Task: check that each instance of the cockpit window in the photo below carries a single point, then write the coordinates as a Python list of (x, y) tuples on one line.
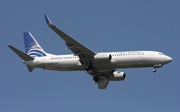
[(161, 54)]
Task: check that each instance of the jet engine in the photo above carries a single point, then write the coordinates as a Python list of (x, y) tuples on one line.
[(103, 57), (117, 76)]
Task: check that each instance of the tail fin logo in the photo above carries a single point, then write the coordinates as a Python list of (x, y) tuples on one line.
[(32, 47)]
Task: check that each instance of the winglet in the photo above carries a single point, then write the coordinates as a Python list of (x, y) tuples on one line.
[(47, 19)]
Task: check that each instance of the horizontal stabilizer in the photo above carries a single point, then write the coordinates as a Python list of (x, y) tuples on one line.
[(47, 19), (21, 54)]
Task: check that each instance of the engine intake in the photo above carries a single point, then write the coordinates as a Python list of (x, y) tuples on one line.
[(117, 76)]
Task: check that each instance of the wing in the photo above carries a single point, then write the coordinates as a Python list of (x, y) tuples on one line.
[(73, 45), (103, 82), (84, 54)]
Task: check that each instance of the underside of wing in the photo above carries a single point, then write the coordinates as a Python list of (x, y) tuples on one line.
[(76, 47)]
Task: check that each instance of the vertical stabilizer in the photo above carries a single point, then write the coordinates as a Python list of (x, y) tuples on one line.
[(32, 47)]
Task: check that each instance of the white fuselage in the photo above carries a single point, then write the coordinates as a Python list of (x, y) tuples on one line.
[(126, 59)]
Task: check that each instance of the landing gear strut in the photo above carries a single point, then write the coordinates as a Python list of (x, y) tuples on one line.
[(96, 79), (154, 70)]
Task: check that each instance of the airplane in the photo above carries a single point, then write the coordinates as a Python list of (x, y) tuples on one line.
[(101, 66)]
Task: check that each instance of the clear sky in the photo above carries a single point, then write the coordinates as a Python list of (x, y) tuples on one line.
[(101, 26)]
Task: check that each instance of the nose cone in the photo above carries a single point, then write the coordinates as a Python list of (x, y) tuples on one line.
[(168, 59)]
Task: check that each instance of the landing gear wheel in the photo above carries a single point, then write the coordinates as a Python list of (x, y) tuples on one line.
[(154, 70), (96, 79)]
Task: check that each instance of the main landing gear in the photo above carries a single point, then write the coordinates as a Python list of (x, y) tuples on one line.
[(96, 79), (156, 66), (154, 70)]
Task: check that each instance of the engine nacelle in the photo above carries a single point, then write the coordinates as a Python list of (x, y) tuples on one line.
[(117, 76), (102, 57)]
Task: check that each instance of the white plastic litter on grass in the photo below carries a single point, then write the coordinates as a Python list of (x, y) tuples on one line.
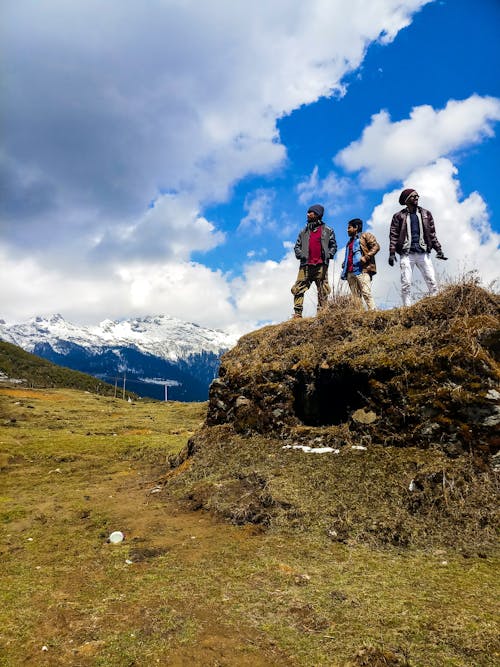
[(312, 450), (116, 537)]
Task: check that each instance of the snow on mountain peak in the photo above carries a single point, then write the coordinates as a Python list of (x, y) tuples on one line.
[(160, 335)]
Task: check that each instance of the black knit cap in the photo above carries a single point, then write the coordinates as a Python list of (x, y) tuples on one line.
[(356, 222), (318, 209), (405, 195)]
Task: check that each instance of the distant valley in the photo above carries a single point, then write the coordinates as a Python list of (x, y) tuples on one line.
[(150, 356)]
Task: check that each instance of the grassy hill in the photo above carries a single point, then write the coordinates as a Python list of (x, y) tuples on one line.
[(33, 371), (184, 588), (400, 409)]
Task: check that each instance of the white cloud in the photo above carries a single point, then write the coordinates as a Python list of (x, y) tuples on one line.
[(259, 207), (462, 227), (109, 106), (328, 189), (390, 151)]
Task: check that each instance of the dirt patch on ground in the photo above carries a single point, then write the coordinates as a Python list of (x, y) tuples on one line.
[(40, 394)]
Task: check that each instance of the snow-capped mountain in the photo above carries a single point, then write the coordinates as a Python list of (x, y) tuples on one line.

What you will do - Starting with the top line, write out all the data above exactly; keep the pictures out.

Response to the exercise -
Task: check that each instance of the cockpit window in the photo below carries a single point, then write the coordinates as a Python list of (x, y) tuples on one line.
[(161, 54)]
Task: check that each instance of the jet engine in the photo above carries a single point, then write the coordinates as a Python list of (x, y) tuples on one line.
[(103, 57), (117, 76)]
Task: check that each instance of the tail fin logo in the photo above carries a single point, then write the coordinates as a Python list of (x, y) tuples on one line.
[(32, 47)]
Task: check that each instance of the winglet in the photo above carries a single point, then write the coordinates as a Python list of (x, y) tuples on one line.
[(47, 19)]
Task: check that each instance of the horizontal stabilizer in the photo above carries a single point, then write the coordinates as a Python list of (x, y) tuples on one line.
[(47, 19), (21, 54)]
Task: check that each instance of the engine intake in the photo above carries a single point, then write the coordinates as a Python list of (x, y) tuples on one line.
[(117, 76)]
Task: check that each instance of the wing in the photo above carries a single point, then write the coordinates as a Python list of (x, y) tuples on one line.
[(73, 45), (103, 82), (84, 54)]
Task: check that each instance of the underside of wing in the photo above carries a single point, then write the coordinates as a Python list of (x, y) tuples on one line.
[(76, 47)]
Task: check that each instance of the vertical stabilizer in the photo above carries a single point, then write the coordinates as a Python list of (x, y) tuples on one line.
[(32, 47)]
Task: check that each instance of the white fuselage in the photo above carries a single point, then write the coordinates as a Python list of (x, y) tuples on one line.
[(126, 59)]
Task: check that each instance of the landing gear strut in the photo above carries a single point, then write the coordinates as a Python list of (x, y) tuples on one line.
[(96, 79), (154, 70)]
Task: check that each instance of the airplane in the photo above carries a single point, then write the coordinates as a Python list of (x, y) tuples on one line.
[(101, 66)]
Task: check that each instance of the clear sky in the photo above carries a single point, then write the coordinates as a Python list of (x, y) tuples on one line.
[(101, 26)]
Task: check that each instance of the nose cone in the photo above carries a single point, then write the coordinates as a Python list of (x, y) tuples on one line.
[(168, 59)]
Task: check that each instance of the landing gear wheel in the photo above carries a single point, then write the coordinates as a Python list of (x, y) tuples on one line.
[(154, 70), (96, 79)]
Task: check that each instance of the main landing gear in the photo above carries a single point, then write the coordinates as a Python list of (x, y) tuples on one line.
[(96, 79), (156, 66), (154, 70)]
Task: check that each instance of the engine nacelle in the photo above carries a single point, then write the coordinates as a Python list of (x, y) tuples on one line.
[(117, 76), (102, 57)]
Task: check that each instance of the white plastic litter on grass in the photo below carries a single point, then write the coordinates as a Python list of (x, y) tuples on one line.
[(312, 450), (116, 537)]
Task: check that each instance of the snow on mountain peak in the photo above carries a single point, then write the coordinates as a Python list of (x, y) tuples on one line.
[(160, 335)]
Task: check that each instance of the black knit cap in the photo above carries a single point, then write the coordinates as a Python list of (x, y) tuples on one line.
[(356, 222), (318, 209), (405, 195)]
Task: check that each instance of the distant valley in the photo above carries a single point, then write the coordinates as a Python list of (x, y) tuples on one line.
[(150, 356)]
Task: check that each instance of the grassy hill in the photo above carries a single point, then write the coordinates as a Python list of (x, y) tuples on one line.
[(33, 371), (184, 588), (400, 409)]
Task: check that each instance of the white cloud in the photo above carries a single point, then write the coordinates as a Python list of (x, y) tuples on one line.
[(259, 207), (462, 227), (109, 106), (328, 189), (390, 151)]
Task: check that each instance of the dirt patch on ground in the photo above carries a single point, then write the coordinates as a Python list of (x, y) tuples on one line.
[(40, 394)]
Task: check that each instance of the snow-capped mountain in the photo above carries a single point, then write the coordinates as a Python list of (x, y) tuples on one line.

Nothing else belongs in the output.